***** DATA SUPPLIED

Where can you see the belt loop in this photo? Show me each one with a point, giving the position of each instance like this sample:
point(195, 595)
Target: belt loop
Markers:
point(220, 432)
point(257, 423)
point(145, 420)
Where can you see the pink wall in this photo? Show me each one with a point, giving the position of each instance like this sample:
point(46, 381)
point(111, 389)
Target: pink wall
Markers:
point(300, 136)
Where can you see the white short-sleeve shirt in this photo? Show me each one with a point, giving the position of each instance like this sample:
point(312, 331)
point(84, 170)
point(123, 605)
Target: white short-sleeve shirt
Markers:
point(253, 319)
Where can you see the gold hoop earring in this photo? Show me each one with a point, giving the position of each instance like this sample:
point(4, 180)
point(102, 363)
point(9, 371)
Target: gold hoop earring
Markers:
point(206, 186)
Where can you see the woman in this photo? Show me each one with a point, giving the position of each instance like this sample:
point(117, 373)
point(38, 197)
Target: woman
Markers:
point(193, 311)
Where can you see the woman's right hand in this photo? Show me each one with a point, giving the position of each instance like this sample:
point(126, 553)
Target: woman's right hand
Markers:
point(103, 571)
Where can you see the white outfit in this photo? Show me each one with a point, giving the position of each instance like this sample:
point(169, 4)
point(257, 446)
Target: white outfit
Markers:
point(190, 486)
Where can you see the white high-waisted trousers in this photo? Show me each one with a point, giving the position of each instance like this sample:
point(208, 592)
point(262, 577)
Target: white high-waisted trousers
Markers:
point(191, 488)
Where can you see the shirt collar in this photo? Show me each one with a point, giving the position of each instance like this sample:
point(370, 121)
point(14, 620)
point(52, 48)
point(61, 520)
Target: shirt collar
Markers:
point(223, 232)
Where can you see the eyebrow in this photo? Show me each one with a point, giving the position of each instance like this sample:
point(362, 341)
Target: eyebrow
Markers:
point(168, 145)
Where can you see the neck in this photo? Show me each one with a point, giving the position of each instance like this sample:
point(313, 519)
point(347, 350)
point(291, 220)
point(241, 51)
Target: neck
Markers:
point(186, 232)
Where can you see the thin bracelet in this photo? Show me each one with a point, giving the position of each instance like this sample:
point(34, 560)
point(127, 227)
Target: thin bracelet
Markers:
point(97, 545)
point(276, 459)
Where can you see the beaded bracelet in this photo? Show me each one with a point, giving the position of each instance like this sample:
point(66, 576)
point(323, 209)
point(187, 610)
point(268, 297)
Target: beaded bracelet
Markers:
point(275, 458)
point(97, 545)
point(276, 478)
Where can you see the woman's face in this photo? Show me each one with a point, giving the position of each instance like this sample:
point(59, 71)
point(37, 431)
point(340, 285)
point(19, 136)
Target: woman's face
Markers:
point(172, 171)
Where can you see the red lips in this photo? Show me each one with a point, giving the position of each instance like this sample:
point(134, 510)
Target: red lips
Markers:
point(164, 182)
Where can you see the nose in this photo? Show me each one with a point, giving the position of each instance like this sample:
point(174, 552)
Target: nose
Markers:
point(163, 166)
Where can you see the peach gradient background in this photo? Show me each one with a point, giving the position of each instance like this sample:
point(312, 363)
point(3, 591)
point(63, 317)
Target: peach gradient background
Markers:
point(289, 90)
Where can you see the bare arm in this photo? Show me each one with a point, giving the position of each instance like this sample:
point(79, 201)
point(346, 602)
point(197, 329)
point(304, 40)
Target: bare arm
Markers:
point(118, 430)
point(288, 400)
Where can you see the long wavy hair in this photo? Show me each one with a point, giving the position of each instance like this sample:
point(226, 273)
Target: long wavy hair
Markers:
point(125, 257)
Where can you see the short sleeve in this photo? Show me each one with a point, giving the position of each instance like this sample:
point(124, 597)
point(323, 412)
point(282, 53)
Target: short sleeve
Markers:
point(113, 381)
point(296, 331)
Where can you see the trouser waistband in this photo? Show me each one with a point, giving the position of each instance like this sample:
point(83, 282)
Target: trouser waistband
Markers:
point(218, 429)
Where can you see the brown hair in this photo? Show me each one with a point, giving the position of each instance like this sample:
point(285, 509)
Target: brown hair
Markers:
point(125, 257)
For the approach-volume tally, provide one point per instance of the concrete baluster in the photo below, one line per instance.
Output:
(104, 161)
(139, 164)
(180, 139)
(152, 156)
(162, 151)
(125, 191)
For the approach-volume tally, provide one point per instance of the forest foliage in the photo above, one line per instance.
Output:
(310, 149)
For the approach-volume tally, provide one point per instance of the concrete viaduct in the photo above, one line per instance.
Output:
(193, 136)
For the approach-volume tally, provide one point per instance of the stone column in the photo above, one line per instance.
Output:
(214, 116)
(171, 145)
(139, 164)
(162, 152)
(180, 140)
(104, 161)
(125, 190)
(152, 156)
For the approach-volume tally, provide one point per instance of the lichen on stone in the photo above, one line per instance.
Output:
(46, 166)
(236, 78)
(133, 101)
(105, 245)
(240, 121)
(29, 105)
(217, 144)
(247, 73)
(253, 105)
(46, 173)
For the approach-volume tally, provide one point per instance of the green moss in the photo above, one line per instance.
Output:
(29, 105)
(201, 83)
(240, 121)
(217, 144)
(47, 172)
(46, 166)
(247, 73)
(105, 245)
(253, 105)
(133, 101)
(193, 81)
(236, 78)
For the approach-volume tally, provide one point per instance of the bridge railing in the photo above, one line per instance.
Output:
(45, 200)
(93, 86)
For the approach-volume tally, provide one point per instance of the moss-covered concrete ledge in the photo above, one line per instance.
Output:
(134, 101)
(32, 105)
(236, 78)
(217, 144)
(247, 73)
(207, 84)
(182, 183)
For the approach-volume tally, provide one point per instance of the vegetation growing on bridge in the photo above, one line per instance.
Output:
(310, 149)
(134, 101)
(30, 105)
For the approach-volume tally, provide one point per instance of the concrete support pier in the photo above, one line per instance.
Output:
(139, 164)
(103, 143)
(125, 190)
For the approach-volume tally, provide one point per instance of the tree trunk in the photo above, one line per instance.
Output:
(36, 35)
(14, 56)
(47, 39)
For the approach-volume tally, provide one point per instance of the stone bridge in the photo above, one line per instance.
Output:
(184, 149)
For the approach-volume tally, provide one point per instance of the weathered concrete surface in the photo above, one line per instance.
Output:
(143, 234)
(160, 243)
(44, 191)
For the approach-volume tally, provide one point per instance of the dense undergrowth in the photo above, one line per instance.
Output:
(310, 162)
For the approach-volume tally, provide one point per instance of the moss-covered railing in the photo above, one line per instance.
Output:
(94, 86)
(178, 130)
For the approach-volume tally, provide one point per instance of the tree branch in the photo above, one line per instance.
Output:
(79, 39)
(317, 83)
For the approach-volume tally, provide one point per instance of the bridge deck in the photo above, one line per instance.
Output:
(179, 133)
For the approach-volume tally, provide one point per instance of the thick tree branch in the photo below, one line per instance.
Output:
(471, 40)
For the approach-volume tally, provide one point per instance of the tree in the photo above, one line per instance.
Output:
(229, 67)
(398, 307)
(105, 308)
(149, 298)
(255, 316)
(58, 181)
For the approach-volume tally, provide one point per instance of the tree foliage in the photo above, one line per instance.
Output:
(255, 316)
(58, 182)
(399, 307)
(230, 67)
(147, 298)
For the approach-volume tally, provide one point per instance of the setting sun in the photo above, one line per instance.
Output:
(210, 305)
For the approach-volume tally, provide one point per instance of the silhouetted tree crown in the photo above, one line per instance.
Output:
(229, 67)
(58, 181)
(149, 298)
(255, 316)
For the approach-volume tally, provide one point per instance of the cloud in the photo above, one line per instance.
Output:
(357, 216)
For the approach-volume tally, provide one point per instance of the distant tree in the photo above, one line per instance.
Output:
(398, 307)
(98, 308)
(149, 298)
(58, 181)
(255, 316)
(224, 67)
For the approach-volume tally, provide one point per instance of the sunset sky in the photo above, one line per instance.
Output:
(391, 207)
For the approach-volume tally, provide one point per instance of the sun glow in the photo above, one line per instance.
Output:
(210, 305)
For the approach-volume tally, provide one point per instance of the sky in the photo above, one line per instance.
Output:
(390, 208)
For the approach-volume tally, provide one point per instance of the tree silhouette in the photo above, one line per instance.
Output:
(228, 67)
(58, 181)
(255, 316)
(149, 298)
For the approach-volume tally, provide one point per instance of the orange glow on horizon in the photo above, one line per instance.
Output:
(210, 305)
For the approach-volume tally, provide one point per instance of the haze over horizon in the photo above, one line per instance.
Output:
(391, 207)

**********

The expected output is every line of the records in which the string "loop" appears.

Where can you see the belt loop in this photo? Show me each one with a point, giving the position of each instance like this sample:
Target: belt loop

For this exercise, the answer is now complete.